Ils ont trouvé les causes de l'échec scolaire : les notes !

22 Novembre 2010 , Rédigé par José Pressoir Publié dans #Information

Ils ont trouvé les causes de l'échec scolaire : les notes !

Eric Conan - Marianne |


Idéologues jusqu'au boutistes, les enragés du pédagogisme veulent désormais supprimer la notation à l'école primaire. Mais loin de servir ceux qu'elle prétend aider, cette réforme favoriserait avant tout les enfants des classes aisées.



On le sait, il n’y a rien de plus puissant et aveugle que l’idéologie, machine imaginaire à oublier et violenter la réalité. La passion idéologique ne connaît que la marche avant. Il fut un temps où les communistes les plus forcenés expliquaient qu’il fallait encore plus de communisme pour dépasser les échecs du communisme. Ils l’ont répété jusqu’à la chute finale. Dans d’autres domaines, les néo-libéraux nous disent qu’il faut remédier aux dégâts du capitalisme financier et de la mondialisation sauvage par encore plus de dérégulation. Et les européistes les plus aveugles répètent de même que les impasses d’une construction européenne conçue dans le dos des peuples seront dépassées par un peu plus de technocratie sans débat.

Données d'annotation de localisation d'objets

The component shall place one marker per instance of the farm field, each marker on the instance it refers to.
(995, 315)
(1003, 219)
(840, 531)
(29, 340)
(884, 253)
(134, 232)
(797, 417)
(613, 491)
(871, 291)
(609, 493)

CONSIGNE: Selon l'article sur la suppression des notes, quels enfants cette réforme favoriserait-elle avant tout ?

RÉPONSE: Les enfants des classes aisées.